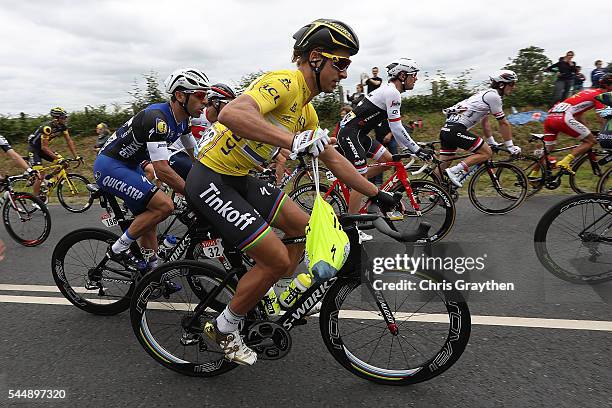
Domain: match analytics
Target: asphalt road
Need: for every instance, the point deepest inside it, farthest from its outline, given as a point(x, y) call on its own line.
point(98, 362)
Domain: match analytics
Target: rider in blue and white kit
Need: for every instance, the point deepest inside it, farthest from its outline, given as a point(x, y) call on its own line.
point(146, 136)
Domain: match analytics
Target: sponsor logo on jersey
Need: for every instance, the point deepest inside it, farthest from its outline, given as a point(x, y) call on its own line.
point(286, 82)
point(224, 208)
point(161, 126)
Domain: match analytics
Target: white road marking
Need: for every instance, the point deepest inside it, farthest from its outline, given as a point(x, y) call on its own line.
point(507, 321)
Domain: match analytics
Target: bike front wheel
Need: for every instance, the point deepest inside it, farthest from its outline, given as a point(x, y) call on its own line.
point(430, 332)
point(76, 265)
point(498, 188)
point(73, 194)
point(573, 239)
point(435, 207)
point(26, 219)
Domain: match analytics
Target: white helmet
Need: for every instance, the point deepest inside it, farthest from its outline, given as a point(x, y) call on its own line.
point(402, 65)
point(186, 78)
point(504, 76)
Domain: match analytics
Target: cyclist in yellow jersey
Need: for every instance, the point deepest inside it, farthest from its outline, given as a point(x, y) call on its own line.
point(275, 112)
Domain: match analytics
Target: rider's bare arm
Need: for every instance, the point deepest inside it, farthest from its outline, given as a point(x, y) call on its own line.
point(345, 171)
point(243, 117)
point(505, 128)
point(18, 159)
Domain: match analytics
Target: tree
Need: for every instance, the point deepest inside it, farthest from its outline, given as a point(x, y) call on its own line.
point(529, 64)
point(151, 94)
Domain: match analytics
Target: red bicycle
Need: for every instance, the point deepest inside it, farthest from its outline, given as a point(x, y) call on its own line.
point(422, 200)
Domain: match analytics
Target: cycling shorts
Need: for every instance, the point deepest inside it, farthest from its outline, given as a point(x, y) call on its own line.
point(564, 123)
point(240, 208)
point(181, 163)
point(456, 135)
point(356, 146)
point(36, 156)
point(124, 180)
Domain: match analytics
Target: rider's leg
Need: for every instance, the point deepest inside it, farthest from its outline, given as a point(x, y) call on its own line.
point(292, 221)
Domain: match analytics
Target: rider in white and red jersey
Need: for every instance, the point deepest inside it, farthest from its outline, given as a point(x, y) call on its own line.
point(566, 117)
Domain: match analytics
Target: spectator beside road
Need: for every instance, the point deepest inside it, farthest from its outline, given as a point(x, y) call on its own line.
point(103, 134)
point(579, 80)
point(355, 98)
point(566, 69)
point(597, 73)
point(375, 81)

--

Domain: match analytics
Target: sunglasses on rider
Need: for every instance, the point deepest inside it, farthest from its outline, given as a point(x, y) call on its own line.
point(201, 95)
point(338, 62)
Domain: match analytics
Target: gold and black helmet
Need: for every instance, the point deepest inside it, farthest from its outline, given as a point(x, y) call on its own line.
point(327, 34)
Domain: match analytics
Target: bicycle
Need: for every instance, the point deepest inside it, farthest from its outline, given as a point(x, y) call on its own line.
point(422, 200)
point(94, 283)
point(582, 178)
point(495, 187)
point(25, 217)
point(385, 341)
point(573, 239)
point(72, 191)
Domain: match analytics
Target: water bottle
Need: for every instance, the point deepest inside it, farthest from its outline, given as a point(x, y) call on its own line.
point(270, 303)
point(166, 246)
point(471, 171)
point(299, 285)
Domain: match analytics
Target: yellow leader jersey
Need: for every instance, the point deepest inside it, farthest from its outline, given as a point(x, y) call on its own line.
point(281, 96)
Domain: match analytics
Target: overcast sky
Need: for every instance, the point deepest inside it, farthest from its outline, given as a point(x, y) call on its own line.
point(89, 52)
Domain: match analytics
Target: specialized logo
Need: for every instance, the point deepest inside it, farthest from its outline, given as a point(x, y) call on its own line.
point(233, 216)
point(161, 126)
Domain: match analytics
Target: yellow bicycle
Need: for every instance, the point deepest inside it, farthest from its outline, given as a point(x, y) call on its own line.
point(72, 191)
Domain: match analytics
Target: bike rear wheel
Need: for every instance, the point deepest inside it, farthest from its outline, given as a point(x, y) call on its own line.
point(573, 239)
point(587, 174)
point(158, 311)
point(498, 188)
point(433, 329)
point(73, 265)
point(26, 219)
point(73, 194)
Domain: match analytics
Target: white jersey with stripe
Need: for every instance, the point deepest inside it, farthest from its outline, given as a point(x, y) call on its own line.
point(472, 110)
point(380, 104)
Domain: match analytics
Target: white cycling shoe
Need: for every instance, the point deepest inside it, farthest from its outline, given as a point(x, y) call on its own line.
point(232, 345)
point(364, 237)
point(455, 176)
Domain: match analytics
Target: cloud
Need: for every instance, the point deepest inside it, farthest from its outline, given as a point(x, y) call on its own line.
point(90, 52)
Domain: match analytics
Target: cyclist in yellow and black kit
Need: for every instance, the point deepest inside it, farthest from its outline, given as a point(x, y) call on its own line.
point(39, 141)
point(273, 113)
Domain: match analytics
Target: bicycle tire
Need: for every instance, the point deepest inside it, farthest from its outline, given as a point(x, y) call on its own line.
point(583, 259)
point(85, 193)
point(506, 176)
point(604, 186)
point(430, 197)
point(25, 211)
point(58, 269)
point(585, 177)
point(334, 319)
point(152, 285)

==

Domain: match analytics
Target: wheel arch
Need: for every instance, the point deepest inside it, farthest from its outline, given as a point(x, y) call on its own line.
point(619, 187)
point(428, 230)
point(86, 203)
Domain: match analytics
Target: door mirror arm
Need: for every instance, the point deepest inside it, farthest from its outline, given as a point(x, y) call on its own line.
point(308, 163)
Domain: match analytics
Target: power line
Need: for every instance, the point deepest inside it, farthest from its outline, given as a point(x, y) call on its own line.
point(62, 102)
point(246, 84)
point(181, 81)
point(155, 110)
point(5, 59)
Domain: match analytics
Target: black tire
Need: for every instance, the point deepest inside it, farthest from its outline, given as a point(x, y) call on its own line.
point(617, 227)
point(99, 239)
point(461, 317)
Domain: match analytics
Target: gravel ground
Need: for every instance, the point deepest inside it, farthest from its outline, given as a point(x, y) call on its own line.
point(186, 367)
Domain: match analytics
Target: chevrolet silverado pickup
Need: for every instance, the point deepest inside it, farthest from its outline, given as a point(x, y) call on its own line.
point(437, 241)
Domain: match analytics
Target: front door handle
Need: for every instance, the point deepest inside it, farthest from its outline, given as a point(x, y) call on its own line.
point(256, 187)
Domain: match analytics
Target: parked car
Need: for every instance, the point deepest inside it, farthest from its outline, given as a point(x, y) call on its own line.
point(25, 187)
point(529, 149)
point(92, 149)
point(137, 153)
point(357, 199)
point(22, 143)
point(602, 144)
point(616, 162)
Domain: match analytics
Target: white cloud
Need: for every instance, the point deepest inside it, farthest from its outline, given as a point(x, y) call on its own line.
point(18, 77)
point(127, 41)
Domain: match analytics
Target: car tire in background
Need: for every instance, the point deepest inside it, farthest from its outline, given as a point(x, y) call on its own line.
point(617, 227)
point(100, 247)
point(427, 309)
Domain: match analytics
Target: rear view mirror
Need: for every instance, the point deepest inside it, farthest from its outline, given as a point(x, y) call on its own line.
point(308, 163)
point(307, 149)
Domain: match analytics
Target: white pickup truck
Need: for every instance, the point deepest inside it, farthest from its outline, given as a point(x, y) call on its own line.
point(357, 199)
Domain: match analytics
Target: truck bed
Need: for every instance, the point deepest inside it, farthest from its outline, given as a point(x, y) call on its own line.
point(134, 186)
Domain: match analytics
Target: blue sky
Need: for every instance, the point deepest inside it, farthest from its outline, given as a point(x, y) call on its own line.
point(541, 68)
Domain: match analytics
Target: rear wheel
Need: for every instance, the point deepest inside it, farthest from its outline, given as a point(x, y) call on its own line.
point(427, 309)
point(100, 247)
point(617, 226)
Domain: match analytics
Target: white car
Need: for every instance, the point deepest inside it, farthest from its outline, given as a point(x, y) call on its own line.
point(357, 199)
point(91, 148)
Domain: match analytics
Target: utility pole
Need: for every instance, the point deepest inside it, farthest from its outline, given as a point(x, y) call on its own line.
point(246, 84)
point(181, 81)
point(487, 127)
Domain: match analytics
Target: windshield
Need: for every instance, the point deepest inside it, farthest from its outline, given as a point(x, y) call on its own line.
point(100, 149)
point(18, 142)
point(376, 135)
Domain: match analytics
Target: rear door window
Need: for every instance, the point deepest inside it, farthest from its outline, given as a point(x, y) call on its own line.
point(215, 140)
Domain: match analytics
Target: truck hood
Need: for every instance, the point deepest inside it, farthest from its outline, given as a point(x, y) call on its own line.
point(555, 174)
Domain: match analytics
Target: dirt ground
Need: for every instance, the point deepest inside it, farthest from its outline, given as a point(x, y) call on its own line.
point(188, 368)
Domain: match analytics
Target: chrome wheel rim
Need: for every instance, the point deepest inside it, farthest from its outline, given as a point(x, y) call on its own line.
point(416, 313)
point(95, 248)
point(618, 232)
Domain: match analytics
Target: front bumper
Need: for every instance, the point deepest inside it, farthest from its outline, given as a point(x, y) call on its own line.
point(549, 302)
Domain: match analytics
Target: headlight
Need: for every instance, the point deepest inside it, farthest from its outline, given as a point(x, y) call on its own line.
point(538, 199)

**Your objective:**
State how many lines of the entries above contain the string "logo", treating uppercase and lowercase as different, and give only the number.

**Solution to this problem:**
2